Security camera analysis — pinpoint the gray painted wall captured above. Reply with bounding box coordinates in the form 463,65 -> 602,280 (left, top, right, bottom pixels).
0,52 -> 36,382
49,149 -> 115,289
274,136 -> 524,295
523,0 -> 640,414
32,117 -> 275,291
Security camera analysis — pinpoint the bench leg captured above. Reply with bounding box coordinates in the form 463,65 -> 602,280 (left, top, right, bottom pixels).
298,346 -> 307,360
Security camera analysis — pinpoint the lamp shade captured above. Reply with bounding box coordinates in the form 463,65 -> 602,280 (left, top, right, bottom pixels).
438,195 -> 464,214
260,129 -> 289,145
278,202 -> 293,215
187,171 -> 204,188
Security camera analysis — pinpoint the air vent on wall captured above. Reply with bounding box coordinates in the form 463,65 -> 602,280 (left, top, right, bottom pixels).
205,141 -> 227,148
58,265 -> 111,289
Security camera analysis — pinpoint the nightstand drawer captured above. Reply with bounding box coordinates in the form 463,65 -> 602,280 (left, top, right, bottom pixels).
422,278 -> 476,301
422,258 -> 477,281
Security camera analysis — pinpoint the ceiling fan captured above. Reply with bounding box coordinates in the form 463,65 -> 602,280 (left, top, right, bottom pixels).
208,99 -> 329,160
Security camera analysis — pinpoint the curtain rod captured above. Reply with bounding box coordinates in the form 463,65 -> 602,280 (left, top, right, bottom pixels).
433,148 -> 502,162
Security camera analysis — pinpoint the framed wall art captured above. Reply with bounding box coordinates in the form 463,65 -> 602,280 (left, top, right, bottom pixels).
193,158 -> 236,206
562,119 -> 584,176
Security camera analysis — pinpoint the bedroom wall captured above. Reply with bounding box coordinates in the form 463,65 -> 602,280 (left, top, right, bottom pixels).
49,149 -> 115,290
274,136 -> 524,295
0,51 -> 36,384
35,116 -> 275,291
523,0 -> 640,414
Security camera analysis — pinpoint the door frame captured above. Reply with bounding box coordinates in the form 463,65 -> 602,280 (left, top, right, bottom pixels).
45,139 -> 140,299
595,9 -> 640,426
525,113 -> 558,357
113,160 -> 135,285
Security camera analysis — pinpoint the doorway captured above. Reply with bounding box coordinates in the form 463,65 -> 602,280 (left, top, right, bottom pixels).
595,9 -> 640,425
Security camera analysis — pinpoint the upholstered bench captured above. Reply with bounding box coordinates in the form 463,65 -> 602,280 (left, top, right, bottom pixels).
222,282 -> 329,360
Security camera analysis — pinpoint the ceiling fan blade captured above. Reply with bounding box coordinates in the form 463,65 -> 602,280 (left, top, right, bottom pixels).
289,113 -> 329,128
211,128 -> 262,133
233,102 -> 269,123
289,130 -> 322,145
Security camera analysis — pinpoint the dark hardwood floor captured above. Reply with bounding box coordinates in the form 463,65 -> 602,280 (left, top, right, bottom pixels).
================
_Stated problem_:
Please copy out the material above, substituting "locate" for every "pinpoint" and keeping everything else the same.

_Written response_:
Security camera analysis — locate the gray painted wall captured above. Reply with bounding box coordinates in the form 463,65 -> 602,280 (left, top, right, bottom pixels).
0,52 -> 36,382
49,149 -> 115,289
274,136 -> 524,295
523,0 -> 640,414
32,117 -> 275,291
Security camera analysis — locate the bench leg captured above. Reply with bounding box coordinates in the form 463,65 -> 602,280 (left, top, right, bottom pixels).
298,346 -> 307,360
Security camera analysis — locate the lamp shade captured above. Reply with bounding box coordinates in the form 463,65 -> 602,280 (left, top, right, bottom pixels).
438,195 -> 464,214
260,129 -> 289,145
278,202 -> 293,215
187,171 -> 204,188
Security camera analysis — locate the air vent on wall captured above. Reply with bounding box coordinates in the form 463,65 -> 602,280 (left, top, right, bottom pixels).
205,141 -> 227,148
58,265 -> 111,289
Security camera analysis — locate the nightstand drawer captured above. Reply with bounding box coordinates in the form 463,65 -> 602,280 (left, top, right, bottom pixels).
422,278 -> 476,301
422,258 -> 477,281
Security camera analysis — locate the ceiling fan captured above. Reply with bounding box coordinates in the form 463,65 -> 602,280 (left, top, right, bottom pixels).
208,99 -> 329,160
Security camera analysis — locate the curtain rod captured above. Reply with bounding box coordinates in the form 463,65 -> 602,280 (left, top, right, bottom pixels).
433,148 -> 502,162
Security camera analysis — locate the framed wall art captured above. Reply with bounding box coordinates in the form 463,65 -> 602,280 (left, top, right, bottom pixels).
193,158 -> 236,206
562,119 -> 584,176
Security camera analysis — locate the bedroom wall captured above. Reply with bounding box coordinates in the form 463,65 -> 602,280 (left, top, right, bottom pixels).
49,149 -> 115,290
274,136 -> 524,295
0,51 -> 36,384
35,116 -> 275,291
523,0 -> 640,414
Security camera analysis — locate the door frame captured above. Reply with bounding box coordinates in the form 463,65 -> 602,280 (left, top, right, bottom pixels).
45,139 -> 140,299
595,9 -> 640,426
525,113 -> 558,357
113,160 -> 135,285
Security camera analysis — locate the doorway captured above. Reply with bounding box coordinates in the form 463,65 -> 602,280 (left, top, right, bottom pixels).
595,9 -> 640,425
Security camera analysis — locate the upholstered bench captured above. Reply with bounding box coordinates in the form 463,65 -> 602,280 (left, top, right, bottom pixels).
222,282 -> 329,360
Security camera analysis — locate the ceiling fan blade captured above. Reply with bounding box coordinates in the form 463,65 -> 602,280 (left, top, right, bottom pixels).
289,113 -> 329,128
211,128 -> 262,133
233,102 -> 269,123
289,130 -> 322,145
Security camera analysis — locate the dark hardwood floor captured above. Reply with bounding box coordinates in the form 463,65 -> 602,280 (left, top, right, bottom pixels).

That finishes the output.